---------- DATA SECTION ----------
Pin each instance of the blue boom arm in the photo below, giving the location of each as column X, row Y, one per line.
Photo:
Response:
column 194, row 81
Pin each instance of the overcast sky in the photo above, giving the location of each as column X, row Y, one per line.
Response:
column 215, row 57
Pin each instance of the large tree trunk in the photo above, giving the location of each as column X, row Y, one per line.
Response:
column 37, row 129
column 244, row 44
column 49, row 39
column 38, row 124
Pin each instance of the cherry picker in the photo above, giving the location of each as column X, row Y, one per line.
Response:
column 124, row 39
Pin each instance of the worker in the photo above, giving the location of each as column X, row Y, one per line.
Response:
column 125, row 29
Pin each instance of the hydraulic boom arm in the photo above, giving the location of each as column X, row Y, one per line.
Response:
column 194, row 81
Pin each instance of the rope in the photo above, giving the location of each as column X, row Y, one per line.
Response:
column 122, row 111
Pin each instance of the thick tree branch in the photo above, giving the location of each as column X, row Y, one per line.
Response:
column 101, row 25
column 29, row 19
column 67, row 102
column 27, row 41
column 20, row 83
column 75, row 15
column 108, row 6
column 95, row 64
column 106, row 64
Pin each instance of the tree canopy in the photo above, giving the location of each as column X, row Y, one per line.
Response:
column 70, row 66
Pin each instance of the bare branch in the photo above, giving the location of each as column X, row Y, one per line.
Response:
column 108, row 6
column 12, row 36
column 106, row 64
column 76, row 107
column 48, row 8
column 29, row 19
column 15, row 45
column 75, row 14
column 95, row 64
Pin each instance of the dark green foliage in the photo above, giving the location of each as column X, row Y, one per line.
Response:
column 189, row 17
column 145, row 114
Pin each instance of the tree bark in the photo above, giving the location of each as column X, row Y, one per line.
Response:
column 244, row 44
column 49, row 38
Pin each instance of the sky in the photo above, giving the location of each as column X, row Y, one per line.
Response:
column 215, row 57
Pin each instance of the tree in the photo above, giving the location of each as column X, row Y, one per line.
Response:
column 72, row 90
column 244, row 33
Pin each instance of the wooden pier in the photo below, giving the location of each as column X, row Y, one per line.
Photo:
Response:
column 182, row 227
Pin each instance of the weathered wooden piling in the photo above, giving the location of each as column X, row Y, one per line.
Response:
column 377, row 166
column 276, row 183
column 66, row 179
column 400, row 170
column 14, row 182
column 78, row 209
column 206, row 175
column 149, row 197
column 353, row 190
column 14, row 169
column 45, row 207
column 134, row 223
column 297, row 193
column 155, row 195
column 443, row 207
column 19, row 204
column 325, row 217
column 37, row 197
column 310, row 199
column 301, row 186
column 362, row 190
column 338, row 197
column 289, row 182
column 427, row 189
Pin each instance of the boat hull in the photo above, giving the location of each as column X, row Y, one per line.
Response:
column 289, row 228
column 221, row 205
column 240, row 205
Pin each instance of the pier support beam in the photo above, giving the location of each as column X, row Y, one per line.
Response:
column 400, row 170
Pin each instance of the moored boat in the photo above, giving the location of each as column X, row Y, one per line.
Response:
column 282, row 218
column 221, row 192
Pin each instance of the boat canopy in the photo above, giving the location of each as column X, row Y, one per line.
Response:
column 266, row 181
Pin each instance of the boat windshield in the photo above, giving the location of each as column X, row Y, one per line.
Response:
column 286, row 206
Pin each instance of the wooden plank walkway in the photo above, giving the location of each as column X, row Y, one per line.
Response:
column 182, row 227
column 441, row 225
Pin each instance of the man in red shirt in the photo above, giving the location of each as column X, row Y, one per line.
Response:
----------
WHAT YOU SHOULD DO: Write out the data above once more, exactly as it reads.

ANSWER BELOW:
Pin each instance of the blue boom arm in the photo below, giving the location of each as column X, row Y, one per line.
Photo:
Response:
column 194, row 81
Pin each instance of the overcast sky in the photo above, giving the location of each as column X, row Y, one per line.
Response:
column 215, row 57
Pin each instance of the large tree trunk in the photo above, giving the location of each as column X, row Y, one per line.
Response:
column 37, row 129
column 244, row 44
column 49, row 39
column 38, row 124
Pin each instance of the cherry picker in the photo above, giving the location of each as column X, row Y, one per line.
Response:
column 124, row 39
Pin each instance of the worker in the photo above, giving the location of each as column X, row Y, one per line.
Response:
column 125, row 29
Pin each instance of the hydraulic boom arm in the photo above, giving the location of each as column X, row Y, one per line.
Response:
column 194, row 81
Pin each instance of the rope in the photo above, giving the location of each as column X, row Y, one per line.
Response:
column 122, row 111
Pin each instance of the thick tree branch in the photo above, giving the location of each as column X, row Y, one per line.
Response:
column 101, row 25
column 29, row 19
column 67, row 102
column 27, row 41
column 20, row 83
column 75, row 15
column 108, row 6
column 95, row 64
column 106, row 64
Pin each instance of the tree canopy in the photo above, giving the location of each as column X, row Y, one per line.
Response:
column 70, row 66
Pin each instance of the bare branch in the photo above, giving the location of each as column X, row Y, one per line.
Response:
column 108, row 6
column 12, row 36
column 106, row 64
column 76, row 107
column 48, row 8
column 29, row 19
column 15, row 45
column 75, row 14
column 95, row 64
Pin each instance of the dark green foliage in the photo above, giving the location of each as column X, row Y, one per line.
Response:
column 189, row 17
column 145, row 114
Pin each instance of the tree bark in the photo above, giving the location of each as column X, row Y, one per line.
Response:
column 244, row 44
column 49, row 38
Pin each instance of the sky in the photo above, giving the location of each as column X, row Y, one per line.
Response:
column 215, row 57
Pin each instance of the tree in the photo above, giving the location of each as column X, row Y, one per line.
Response:
column 72, row 90
column 244, row 33
Pin each instance of the wooden pier in the photo below, giving the location of each as column X, row Y, one per line.
Photo:
Response:
column 182, row 227
Pin each instance of the weathered wooden piling in the photo above, giving the location of each as column X, row Y, one per line.
Response:
column 377, row 166
column 276, row 183
column 66, row 179
column 400, row 170
column 14, row 182
column 78, row 209
column 206, row 175
column 149, row 197
column 353, row 190
column 14, row 169
column 45, row 207
column 134, row 223
column 297, row 193
column 155, row 195
column 443, row 207
column 19, row 204
column 325, row 217
column 37, row 197
column 310, row 199
column 301, row 186
column 362, row 190
column 338, row 197
column 289, row 182
column 427, row 189
Pin each instance of the boat hull in the photo above, giving the location of each as column X, row Y, one per line.
Response:
column 289, row 228
column 221, row 205
column 240, row 205
Pin each instance of the pier support beam in the photo above, giving the location of each as column X, row Y, one per line.
Response:
column 400, row 170
Pin each instance of the moored boat in the photo above, giving the location of each as column X, row Y, one per line.
Response:
column 282, row 218
column 221, row 192
Pin each instance of the boat canopy in the photo above, giving the location of each as column X, row Y, one per line.
Response:
column 266, row 181
Pin each instance of the boat windshield in the photo above, giving the location of each as column X, row Y, one per line.
Response:
column 286, row 206
Pin each instance of the wooden plank walkway in the photo above, giving the location of each as column X, row Y, one per line.
Response:
column 182, row 227
column 441, row 225
Pin each instance of the man in red shirt in the photo above, giving the location of each as column X, row Y, one per line.
Response:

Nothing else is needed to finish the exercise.